ASSIGNED TASK 1:
In the passage on civilization and religion, list each thing priests were known to do.
ASSIGNED TASK 2:
Transcribe the passage on civilization and religion word for word, everything from "And these geniuses" down to "to create law.".

** SOURCE PASSAGE follows **

And these geniuses lived, without
their ingenious thought or consideration, to clothes.
"Civilization," in its most simplistic and primitive concept, sounds like
an outstanding idea. In order to strengthen growth & prosperity of a
species, it would make sense for that species, given its gift of
intelligence, to team up, live as a community, as a whole, to create its
own shelter, to adapt to its environment, to cultivate farms, to obtain
subsistence, and to regulate order among its members. Where
civilization runs a rye, of course, is in its debate of thoughts. A
common trend among those who end up becoming leaders is an ability to
communicate something new, something unspoken of that has mass appeal to
the people. People in the start of civilization turned, very often
times, to priests of early religion. Priests, not politicians, were
known to hold order, to guide the people, to create law.
With the conceptualization of
religion comes an idea of guidance, of hope, and sometimes a sense of the
healthy majority to unite toward a common goal to further their status in
life to achieve greatness after death. To regulate a machine of such
tremendous power, a machine driven by the majority of people to create an
economically successful civilization, unknown beliefs had to be created,
and the people had to be convinced that it would lead them to greatness.
With the illusion of the Gods watching over the people and giving their
divine message to the priests who lead, the priests themselves could
benefit, while watching the genius of civilization work its magic.
What the people never realized, is that so many of these ideas that were
manifested could have an override. Moral beliefs of what the Gods
wanted included unnecessary guidelines, like superstitions. Even the
belief of not taking your shoes off before entering an area of cleanliness
would cause a decrease in your status of the afterlife, today considered a
ridiculous idea, would be enough to lead an arrogant, uneducated, and
unaware people of a more primitive time. One of these superstitions,
in all of its genius in its creation, was made to be paired with one of
the single most powerful biological processes that exists within and out
of the human psyche - nudity, its state of vulnerability, possibility for
corruption, and its strength, especially in the male form to hunt and
become the dominant species of the entire planet.

** End of SOURCE PASSAGE **
** ENTRIES PROVIDED follows **

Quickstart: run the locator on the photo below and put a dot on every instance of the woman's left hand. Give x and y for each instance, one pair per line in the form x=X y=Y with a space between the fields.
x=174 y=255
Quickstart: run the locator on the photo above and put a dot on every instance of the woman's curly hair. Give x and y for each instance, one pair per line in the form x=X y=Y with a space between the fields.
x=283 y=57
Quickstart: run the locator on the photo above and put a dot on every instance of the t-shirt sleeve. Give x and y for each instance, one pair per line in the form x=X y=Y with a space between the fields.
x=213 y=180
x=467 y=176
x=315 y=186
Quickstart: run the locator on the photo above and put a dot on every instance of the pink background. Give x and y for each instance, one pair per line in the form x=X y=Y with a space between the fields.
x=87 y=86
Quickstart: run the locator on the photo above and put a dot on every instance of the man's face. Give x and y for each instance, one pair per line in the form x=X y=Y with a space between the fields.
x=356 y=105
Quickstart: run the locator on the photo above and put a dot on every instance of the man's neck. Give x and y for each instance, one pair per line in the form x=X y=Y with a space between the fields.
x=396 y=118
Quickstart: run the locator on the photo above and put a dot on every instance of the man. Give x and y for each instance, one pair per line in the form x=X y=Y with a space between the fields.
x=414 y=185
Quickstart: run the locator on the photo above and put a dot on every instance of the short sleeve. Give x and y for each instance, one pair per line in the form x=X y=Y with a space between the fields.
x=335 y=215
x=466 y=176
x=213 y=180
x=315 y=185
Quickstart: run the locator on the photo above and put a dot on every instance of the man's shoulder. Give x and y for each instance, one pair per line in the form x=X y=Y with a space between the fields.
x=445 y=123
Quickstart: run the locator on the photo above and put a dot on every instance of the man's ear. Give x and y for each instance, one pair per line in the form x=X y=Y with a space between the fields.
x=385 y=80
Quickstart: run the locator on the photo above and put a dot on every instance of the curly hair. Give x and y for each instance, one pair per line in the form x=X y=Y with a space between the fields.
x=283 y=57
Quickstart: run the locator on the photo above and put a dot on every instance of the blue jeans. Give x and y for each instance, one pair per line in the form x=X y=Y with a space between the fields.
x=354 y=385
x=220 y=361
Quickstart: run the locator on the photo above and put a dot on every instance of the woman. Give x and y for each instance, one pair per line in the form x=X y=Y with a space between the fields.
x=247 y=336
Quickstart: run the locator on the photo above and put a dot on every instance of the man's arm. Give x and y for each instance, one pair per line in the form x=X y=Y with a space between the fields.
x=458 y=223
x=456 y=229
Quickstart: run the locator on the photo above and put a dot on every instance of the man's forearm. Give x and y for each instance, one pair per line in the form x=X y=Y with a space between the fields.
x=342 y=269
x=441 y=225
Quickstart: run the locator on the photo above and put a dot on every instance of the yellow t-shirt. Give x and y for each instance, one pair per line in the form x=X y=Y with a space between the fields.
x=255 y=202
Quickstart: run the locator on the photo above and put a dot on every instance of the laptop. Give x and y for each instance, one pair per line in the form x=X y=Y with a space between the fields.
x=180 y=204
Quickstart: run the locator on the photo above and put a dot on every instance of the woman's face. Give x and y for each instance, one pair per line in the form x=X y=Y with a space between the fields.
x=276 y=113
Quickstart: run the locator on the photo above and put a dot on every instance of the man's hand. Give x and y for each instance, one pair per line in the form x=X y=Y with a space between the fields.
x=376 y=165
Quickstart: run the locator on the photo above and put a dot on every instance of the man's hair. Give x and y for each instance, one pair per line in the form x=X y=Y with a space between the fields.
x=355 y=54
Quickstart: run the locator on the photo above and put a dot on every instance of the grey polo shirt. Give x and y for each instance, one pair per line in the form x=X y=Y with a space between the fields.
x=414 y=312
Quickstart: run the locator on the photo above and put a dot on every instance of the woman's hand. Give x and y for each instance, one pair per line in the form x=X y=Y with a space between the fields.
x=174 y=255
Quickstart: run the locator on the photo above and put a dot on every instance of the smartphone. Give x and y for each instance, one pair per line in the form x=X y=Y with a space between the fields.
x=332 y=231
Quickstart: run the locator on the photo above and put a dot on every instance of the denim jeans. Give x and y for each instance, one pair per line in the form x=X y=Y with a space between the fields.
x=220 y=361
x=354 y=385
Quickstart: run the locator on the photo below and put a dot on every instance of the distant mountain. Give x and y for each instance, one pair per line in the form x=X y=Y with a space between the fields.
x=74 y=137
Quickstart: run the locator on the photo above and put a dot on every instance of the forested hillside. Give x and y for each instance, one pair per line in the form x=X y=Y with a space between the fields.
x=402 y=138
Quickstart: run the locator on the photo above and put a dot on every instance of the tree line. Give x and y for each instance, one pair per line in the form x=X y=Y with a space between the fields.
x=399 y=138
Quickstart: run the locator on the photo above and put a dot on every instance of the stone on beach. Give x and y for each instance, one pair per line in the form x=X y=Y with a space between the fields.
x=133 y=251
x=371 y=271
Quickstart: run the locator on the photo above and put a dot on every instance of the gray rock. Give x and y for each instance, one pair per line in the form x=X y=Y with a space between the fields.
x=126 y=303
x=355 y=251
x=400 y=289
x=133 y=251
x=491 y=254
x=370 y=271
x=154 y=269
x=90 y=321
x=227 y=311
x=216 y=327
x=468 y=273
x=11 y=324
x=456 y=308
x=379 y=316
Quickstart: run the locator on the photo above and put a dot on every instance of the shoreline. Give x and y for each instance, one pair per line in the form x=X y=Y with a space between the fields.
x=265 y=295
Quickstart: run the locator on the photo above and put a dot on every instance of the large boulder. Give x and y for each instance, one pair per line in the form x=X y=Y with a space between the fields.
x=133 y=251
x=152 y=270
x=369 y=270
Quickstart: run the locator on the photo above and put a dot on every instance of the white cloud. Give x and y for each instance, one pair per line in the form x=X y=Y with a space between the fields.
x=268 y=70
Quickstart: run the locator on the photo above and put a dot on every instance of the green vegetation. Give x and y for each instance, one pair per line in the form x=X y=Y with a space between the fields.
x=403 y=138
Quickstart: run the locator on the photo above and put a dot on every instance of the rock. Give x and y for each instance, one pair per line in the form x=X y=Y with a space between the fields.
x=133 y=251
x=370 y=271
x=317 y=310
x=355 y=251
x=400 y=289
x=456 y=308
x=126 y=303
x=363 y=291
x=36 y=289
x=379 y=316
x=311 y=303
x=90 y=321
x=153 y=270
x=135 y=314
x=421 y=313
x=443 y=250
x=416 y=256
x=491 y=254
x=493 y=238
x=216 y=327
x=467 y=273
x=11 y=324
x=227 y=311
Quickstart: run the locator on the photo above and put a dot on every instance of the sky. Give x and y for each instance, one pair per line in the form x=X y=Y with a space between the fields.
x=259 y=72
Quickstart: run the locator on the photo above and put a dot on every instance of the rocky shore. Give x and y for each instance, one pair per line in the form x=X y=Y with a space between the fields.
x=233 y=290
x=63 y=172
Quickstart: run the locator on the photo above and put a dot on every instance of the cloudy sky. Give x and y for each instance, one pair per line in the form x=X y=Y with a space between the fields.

** End of ENTRIES PROVIDED **

EXERCISE OUTPUT 1:
- hold order
- guide the people
- create law

EXERCISE OUTPUT 2:
And these geniuses lived, without
their ingenious thought or consideration, to clothes.
"Civilization," in its most simplistic and primitive concept, sounds like
an outstanding idea. In order to strengthen growth & prosperity of a
species, it would make sense for that species, given its gift of
intelligence, to team up, live as a community, as a whole, to create its
own shelter, to adapt to its environment, to cultivate farms, to obtain
subsistence, and to regulate order among its members. Where
civilization runs a rye, of course, is in its debate of thoughts. A
common trend among those who end up becoming leaders is an ability to
communicate something new, something unspoken of that has mass appeal to
the people. People in the start of civilization turned, very often
times, to priests of early religion. Priests, not politicians, were
known to hold order, to guide the people, to create law.